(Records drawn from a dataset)
-- Opening Marker --

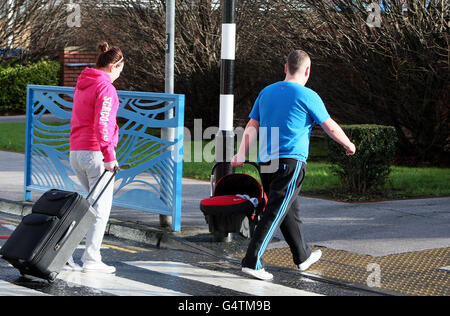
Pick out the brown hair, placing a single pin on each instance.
(108, 55)
(295, 60)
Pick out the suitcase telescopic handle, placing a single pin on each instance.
(104, 188)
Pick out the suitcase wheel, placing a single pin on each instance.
(52, 277)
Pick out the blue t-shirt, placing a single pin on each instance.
(286, 113)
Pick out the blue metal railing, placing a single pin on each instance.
(150, 179)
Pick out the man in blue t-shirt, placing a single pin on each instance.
(284, 114)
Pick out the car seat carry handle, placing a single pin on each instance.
(254, 164)
(98, 182)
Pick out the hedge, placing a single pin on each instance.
(369, 168)
(14, 81)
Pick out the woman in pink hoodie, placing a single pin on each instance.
(93, 139)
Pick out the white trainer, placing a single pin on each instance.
(313, 258)
(259, 274)
(98, 267)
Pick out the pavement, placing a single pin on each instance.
(358, 230)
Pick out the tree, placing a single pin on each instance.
(395, 74)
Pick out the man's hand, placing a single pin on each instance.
(237, 161)
(112, 165)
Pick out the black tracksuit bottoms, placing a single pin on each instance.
(282, 210)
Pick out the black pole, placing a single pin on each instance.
(225, 147)
(225, 136)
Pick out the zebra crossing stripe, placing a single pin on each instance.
(115, 285)
(10, 289)
(220, 279)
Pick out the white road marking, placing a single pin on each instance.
(220, 279)
(10, 289)
(112, 284)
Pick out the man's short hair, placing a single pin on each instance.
(295, 60)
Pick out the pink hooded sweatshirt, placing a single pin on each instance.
(93, 124)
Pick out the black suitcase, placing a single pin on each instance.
(45, 239)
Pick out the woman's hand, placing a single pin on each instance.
(112, 165)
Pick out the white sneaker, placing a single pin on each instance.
(313, 258)
(72, 266)
(98, 267)
(259, 274)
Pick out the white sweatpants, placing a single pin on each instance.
(88, 166)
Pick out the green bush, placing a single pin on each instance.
(14, 81)
(369, 168)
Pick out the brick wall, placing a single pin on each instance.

-- Closing Marker --

◆ EXERCISE INSTRUCTIONS
All that is wanted is the set of lines from the one with "Pick out the man's short" through the last line of the entries, both included, output exactly.

◆ RESPONSE AREA
Pick out the man's short hair, placing a single pin on each instance.
(295, 60)
Pick out the pink hooded sweatshirt, placing a single pin on each instance.
(93, 124)
Pick out the black suitcase, placing a single pin on each instance.
(45, 239)
Pick out the woman's hand, placing a single pin on each instance.
(112, 165)
Pick out the white sneaker, placing a single pin on each instance.
(313, 258)
(72, 266)
(98, 267)
(259, 274)
Pick out the white sweatpants, placing a single pin on each instance.
(88, 166)
Pick out the green bush, placing a single pin on each instance.
(14, 81)
(369, 168)
Pick out the brick wall, placing a single pin on each instance.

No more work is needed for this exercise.